> What you should do
Gather every line below that contains the word "block" and copy each one in full.

> Records provided
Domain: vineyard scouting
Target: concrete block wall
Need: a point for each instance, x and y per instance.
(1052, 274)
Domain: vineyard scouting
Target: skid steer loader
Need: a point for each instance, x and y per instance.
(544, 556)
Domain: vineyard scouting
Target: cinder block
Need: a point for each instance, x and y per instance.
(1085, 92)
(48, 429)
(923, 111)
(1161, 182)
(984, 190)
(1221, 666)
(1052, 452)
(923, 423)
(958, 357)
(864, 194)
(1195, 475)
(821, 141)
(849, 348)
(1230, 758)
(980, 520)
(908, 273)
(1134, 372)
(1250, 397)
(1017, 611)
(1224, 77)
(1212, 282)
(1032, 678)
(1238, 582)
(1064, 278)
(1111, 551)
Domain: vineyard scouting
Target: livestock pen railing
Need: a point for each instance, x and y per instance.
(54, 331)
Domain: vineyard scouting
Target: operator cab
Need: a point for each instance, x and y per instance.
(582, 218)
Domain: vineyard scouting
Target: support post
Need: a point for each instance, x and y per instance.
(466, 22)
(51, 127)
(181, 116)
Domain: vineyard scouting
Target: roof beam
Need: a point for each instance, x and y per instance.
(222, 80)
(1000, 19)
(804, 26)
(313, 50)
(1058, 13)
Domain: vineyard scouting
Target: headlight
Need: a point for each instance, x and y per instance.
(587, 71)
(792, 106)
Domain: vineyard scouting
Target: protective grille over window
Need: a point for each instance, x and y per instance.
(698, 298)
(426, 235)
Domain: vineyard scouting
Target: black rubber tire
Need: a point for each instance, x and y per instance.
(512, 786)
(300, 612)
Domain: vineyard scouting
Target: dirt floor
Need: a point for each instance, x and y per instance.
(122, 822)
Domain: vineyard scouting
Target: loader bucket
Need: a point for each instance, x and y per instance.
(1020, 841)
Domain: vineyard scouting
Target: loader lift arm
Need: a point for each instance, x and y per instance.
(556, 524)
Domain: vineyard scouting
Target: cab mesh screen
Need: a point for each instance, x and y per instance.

> Expected answer
Target: concrete block wall
Target: cinder block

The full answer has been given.